◆ Exercise: Starting at the line that contains "Expected: for every instance of the wood grain", copy each line through the final one exactly as written.

◆ Input data:
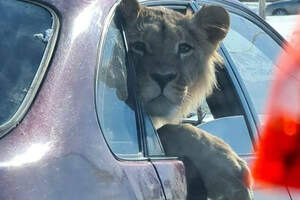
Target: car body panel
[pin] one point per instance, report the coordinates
(59, 142)
(58, 150)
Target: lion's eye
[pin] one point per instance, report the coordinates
(184, 48)
(139, 47)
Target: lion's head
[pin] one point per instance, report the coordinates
(174, 55)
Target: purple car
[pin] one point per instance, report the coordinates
(66, 133)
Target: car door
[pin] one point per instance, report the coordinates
(236, 108)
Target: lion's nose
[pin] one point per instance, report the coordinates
(163, 79)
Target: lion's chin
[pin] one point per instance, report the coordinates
(161, 106)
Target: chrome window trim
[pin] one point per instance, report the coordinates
(36, 82)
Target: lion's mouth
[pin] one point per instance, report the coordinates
(162, 99)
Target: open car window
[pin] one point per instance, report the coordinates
(28, 32)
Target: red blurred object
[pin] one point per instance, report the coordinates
(278, 150)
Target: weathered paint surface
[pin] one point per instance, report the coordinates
(58, 151)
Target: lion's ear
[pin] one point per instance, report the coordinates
(214, 20)
(129, 10)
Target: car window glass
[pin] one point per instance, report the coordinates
(255, 54)
(116, 115)
(25, 30)
(154, 146)
(222, 115)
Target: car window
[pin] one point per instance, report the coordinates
(255, 54)
(25, 32)
(222, 115)
(154, 147)
(115, 112)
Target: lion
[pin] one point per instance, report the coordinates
(174, 57)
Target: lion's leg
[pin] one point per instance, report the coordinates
(222, 171)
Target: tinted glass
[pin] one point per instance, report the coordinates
(117, 118)
(255, 54)
(153, 143)
(23, 28)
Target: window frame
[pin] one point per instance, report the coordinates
(38, 78)
(252, 119)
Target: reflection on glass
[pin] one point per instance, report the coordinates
(255, 54)
(117, 118)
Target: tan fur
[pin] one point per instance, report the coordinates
(175, 57)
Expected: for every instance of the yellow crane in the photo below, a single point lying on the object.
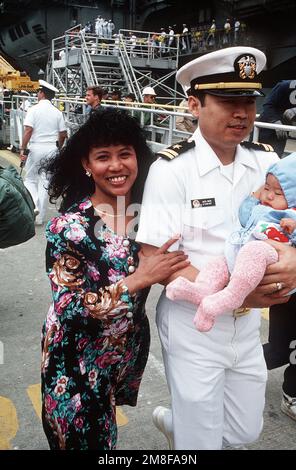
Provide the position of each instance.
(13, 80)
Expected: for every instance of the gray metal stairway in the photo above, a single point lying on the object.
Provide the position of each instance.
(78, 61)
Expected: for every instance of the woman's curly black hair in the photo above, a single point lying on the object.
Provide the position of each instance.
(106, 126)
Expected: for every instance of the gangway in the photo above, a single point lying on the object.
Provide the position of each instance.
(128, 61)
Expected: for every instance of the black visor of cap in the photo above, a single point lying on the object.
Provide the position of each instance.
(235, 93)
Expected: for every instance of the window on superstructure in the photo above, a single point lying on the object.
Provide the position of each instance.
(19, 31)
(25, 28)
(12, 34)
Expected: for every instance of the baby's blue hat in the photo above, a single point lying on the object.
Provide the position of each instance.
(285, 171)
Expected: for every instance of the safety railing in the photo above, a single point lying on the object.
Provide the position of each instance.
(159, 121)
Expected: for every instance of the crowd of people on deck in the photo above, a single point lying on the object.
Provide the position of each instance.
(102, 259)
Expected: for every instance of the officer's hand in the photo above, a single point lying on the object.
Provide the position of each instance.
(290, 115)
(280, 133)
(265, 296)
(284, 271)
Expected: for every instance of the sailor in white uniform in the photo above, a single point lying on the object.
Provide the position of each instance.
(44, 128)
(216, 379)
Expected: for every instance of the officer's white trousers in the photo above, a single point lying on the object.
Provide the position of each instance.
(216, 379)
(37, 183)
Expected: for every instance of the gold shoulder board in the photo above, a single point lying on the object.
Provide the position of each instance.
(257, 146)
(175, 150)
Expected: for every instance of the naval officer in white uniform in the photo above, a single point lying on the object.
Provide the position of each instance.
(44, 127)
(216, 379)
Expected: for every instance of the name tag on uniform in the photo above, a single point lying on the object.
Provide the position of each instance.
(207, 202)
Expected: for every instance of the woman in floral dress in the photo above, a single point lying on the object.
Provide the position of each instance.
(96, 336)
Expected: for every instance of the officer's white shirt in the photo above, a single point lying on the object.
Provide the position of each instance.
(46, 120)
(195, 196)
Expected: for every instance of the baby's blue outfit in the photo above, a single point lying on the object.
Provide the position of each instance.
(253, 214)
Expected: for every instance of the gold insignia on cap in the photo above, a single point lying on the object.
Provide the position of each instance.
(246, 67)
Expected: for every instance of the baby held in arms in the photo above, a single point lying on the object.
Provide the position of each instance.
(224, 283)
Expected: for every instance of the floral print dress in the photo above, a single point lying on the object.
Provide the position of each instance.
(96, 337)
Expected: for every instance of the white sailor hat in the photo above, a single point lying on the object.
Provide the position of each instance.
(48, 86)
(148, 90)
(232, 71)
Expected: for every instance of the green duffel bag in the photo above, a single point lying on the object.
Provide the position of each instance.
(16, 209)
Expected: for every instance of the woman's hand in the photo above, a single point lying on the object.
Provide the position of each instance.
(156, 267)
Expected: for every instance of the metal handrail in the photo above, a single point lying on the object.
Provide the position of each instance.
(126, 68)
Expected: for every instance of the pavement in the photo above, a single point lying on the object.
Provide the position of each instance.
(24, 300)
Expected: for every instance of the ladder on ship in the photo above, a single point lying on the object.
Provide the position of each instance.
(78, 61)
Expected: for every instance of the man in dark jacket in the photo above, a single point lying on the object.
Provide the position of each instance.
(280, 99)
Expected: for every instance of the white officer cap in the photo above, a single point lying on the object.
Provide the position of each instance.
(48, 86)
(232, 71)
(148, 90)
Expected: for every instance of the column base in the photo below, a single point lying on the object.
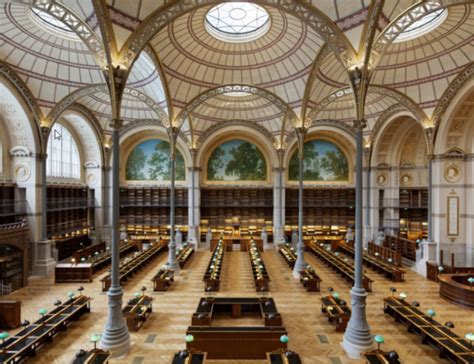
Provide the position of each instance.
(116, 338)
(193, 234)
(357, 338)
(354, 351)
(106, 235)
(428, 255)
(172, 261)
(44, 264)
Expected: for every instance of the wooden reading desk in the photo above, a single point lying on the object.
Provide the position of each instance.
(236, 307)
(25, 343)
(136, 312)
(345, 269)
(129, 268)
(163, 279)
(283, 357)
(450, 345)
(95, 356)
(337, 313)
(212, 277)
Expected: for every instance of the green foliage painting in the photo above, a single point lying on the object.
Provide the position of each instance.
(323, 161)
(150, 161)
(236, 160)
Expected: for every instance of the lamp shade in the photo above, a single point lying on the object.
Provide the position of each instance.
(379, 339)
(95, 338)
(4, 335)
(469, 336)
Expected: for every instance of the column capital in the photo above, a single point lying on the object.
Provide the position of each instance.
(359, 124)
(116, 124)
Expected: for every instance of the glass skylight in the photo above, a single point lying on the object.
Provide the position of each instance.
(51, 21)
(421, 26)
(237, 21)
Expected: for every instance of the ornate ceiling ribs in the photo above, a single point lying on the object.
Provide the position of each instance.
(222, 90)
(404, 20)
(464, 77)
(15, 80)
(102, 88)
(159, 67)
(402, 100)
(317, 20)
(74, 22)
(218, 126)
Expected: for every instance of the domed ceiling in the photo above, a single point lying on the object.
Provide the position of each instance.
(290, 61)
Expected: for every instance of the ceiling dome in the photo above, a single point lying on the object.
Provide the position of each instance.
(194, 60)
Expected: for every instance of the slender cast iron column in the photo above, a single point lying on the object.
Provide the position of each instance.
(430, 198)
(172, 261)
(357, 338)
(44, 202)
(116, 337)
(300, 264)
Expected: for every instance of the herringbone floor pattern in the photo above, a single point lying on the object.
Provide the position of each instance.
(310, 333)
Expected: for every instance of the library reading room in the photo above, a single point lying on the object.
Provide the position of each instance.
(237, 182)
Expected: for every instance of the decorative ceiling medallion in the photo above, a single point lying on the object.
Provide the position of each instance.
(52, 24)
(452, 172)
(382, 179)
(237, 22)
(406, 180)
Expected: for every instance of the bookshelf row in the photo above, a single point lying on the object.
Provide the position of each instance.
(237, 197)
(318, 197)
(414, 198)
(152, 196)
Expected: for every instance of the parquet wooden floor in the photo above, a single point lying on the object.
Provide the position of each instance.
(310, 333)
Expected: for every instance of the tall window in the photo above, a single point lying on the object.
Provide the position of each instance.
(63, 155)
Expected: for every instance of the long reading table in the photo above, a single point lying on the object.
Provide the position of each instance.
(344, 268)
(25, 343)
(129, 268)
(450, 345)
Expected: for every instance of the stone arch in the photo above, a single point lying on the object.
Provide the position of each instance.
(340, 137)
(134, 136)
(61, 12)
(167, 13)
(228, 133)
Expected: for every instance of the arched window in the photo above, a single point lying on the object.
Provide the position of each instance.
(63, 155)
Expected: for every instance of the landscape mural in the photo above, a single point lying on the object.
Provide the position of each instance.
(323, 161)
(236, 160)
(150, 161)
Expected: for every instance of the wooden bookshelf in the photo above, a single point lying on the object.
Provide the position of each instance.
(243, 211)
(147, 209)
(323, 209)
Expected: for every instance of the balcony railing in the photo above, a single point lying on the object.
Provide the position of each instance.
(12, 208)
(69, 203)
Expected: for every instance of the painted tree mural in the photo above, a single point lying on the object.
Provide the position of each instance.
(236, 160)
(150, 161)
(323, 161)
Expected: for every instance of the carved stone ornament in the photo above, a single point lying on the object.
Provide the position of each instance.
(21, 172)
(382, 179)
(406, 179)
(452, 172)
(20, 151)
(91, 179)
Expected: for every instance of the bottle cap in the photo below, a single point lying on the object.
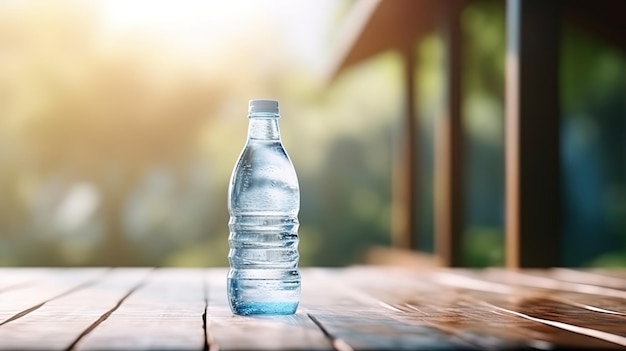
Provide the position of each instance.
(263, 106)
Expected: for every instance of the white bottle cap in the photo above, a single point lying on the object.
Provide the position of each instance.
(263, 106)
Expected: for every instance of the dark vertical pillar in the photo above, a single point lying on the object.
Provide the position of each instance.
(403, 221)
(532, 134)
(448, 145)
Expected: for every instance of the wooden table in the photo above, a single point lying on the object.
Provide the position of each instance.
(353, 308)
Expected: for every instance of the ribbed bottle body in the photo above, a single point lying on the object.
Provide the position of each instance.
(263, 202)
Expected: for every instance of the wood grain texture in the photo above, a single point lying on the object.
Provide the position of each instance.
(41, 287)
(60, 321)
(353, 308)
(165, 313)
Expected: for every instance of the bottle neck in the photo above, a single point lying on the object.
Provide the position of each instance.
(263, 127)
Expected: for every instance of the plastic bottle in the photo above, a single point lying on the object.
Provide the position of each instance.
(263, 202)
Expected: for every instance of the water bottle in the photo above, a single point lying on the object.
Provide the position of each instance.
(263, 203)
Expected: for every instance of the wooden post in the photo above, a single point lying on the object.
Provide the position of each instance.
(448, 170)
(404, 175)
(532, 134)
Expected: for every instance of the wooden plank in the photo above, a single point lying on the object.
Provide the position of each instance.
(58, 323)
(448, 169)
(230, 332)
(42, 288)
(356, 320)
(404, 175)
(552, 316)
(16, 278)
(166, 313)
(532, 134)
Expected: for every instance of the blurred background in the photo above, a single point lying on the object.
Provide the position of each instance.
(120, 122)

◆ Output of the exercise:
Expected: for every instance of the wood grain texture in the photo above, a single point lying on the object.
Provide the position of each instance.
(41, 287)
(60, 321)
(353, 308)
(165, 313)
Expected: for every instance of the bottle neck in the photo above, a single point lying on the object.
Provide the position of each instance.
(263, 127)
Expected: for every instance of the plastic bottle in the photo above, a single point lying on the object.
Provide the position of each instance.
(263, 202)
Expected: for every instance of the water bottle in the photo above, a single point lying on the object.
Provide the position of each instance.
(263, 203)
Expected: for every instance of the wooden post in the photo above, a single point lying on the object.
Provide the position of each instance.
(448, 170)
(404, 175)
(532, 134)
Expected: for every instance of the wooden plank in the photo above, a single point lying on the object.
Provide the position of each instance.
(58, 323)
(448, 169)
(230, 332)
(42, 288)
(356, 320)
(404, 175)
(552, 316)
(16, 278)
(166, 313)
(532, 134)
Expected: for every instance of the blurred background in the photo above, a single point lying on the object.
Provide the position of each instance.
(120, 122)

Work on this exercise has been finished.